------ PASSAGE SHOWN

[Cryptography] Trapdoor symmetric key

Faré fahree at gmail.com
Sun Sep 8 12:19:53 EDT 2013


On Sun, Sep 8, 2013 at 9:42 AM, Phillip Hallam-Baker <hallam at gmail.com> wrote:
> Two caveats on the commentary about a symmetric key algorithm with a
> trapdoor being a public key algorithm.
>
> 1) The trapdoor need not be a good public key algorithm, it can be flawed in
> ways that would make it unsuited for use as a public key algorithm. For
> instance being able to compute the private key from the public or deduce the
> private key from multiple messages.
>
Then it's not a symmetric key algorithm with a trapdoor, it's just a
broken algorithm.

> 2) The trapdoor need not be a perfect decrypt. A trapdoor that reduced the
> search space for brute force search from 128 bits to 64 or only worked on
> some messages would be enough leverage for intercept purposes but make it
> useless as a public key system.

------------
------ GIVEN DATA

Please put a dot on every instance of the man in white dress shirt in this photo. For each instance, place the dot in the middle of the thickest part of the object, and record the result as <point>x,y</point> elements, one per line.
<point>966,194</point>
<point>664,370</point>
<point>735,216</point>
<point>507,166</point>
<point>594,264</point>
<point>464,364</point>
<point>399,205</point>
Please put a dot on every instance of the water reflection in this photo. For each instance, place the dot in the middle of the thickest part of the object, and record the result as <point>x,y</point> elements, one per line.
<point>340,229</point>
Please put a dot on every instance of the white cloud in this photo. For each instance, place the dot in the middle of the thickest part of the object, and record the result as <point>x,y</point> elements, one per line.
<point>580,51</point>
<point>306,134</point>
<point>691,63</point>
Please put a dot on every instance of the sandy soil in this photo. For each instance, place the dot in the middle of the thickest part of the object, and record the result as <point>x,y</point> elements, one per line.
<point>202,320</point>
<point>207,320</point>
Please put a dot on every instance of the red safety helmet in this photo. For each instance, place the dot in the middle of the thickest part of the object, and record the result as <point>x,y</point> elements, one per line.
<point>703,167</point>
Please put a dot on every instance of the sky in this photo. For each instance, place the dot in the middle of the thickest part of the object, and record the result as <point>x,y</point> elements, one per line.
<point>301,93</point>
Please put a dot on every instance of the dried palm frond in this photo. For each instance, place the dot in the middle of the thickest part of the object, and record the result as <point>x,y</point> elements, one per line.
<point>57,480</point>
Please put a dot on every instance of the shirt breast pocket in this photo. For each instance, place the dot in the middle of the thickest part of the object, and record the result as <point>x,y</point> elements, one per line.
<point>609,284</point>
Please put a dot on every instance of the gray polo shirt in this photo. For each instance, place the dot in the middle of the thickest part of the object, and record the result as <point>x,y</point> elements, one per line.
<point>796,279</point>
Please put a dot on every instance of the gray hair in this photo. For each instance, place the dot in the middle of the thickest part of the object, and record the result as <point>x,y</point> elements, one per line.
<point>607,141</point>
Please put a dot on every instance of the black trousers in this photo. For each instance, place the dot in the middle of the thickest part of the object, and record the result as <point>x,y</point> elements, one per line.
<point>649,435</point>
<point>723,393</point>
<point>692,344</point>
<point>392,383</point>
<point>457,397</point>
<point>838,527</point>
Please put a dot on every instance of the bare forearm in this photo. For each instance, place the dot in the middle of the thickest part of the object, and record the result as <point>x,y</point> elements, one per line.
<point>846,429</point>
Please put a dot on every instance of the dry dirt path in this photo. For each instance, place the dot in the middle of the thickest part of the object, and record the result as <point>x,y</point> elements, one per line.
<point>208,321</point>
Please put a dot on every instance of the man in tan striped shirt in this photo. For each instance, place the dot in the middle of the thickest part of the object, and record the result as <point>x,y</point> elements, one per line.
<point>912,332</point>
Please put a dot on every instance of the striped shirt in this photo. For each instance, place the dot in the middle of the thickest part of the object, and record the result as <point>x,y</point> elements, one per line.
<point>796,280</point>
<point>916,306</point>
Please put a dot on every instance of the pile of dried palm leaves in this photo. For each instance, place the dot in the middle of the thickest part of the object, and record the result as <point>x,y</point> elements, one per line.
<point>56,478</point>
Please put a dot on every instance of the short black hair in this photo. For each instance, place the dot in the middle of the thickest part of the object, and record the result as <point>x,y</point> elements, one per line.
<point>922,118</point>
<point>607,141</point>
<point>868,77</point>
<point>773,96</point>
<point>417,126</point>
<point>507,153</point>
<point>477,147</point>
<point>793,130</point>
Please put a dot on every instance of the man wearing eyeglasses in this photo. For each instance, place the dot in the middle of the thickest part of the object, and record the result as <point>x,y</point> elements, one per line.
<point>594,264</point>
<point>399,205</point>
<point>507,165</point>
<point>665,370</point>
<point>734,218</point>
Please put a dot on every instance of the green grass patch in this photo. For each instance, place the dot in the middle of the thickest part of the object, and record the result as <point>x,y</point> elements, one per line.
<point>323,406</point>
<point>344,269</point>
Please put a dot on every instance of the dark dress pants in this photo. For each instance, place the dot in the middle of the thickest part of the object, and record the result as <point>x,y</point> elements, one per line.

------------

◆ WRITTEN INSTRUCTION 1
In the entries, swap "thickest part" for "widest part" across the stretch from the line containing "Please put a dot on every instance of the striped" through the end of the entries. Return only those lines, with nothing else changed.
◆ WRITTEN INSTRUCTION 2
Write the next part of the mailing-list post about symmetric keys with trapdoors, picking up after its last line.
The entries have no connection to the cryptography mailing-list post.

◆ EXERCISE ANSWER 1
Please put a dot on every instance of the striped shirt in this photo. For each instance, place the dot in the middle of the widest part of the object, and record the result as <point>x,y</point> elements, one per line.
<point>796,280</point>
<point>916,306</point>
Please put a dot on every instance of the pile of dried palm leaves in this photo. For each instance, place the dot in the middle of the widest part of the object, and record the result as <point>x,y</point> elements, one per line.
<point>56,478</point>
Please put a dot on every instance of the short black hair in this photo. For each instance, place the dot in the middle of the widest part of the object, and record the result as <point>x,y</point> elements, one per line.
<point>922,118</point>
<point>607,141</point>
<point>868,77</point>
<point>773,96</point>
<point>417,126</point>
<point>507,153</point>
<point>477,147</point>
<point>793,130</point>
Please put a dot on every instance of the man wearing eyeglasses in this photo. For each instance, place the dot in the middle of the widest part of the object, and record the result as <point>x,y</point> elements, one per line.
<point>594,264</point>
<point>399,205</point>
<point>507,165</point>
<point>665,370</point>
<point>734,218</point>
Please put a dot on every instance of the green grass patch in this photo. For each instance, place the dot in the middle of the widest part of the object, and record the result as <point>x,y</point> elements, one per line.
<point>323,406</point>
<point>344,269</point>
Please put a dot on every instance of the dark dress pants in this photo. For each instance, place the dot in the middle of the widest part of the object, and record the result as <point>x,y</point> elements, one per line.

◆ EXERCISE ANSWER 2
>
I suppose the idea is that by using the same trapdoor algorithm or
algorithm family
and doubling the key size (e.g. 3DES style), you get a 256-bit
symmetric key system
that can be broken in 2^128 attempts by someone with the system's private key
but 2^256 by someone without. If in your message you then communicate 128 bits
of information about your symmetric key, the guy with the private key
can easily crack your symmetric key, whereas others just can't.
Therefore that's a great public key cryptography system.

—♯ƒ • François-René ÐVB Rideau •Reflection&Cybernethics• http://fare.tunes.org
Theists think all gods but theirs are false. Atheists simply don't make an
exception for the last one.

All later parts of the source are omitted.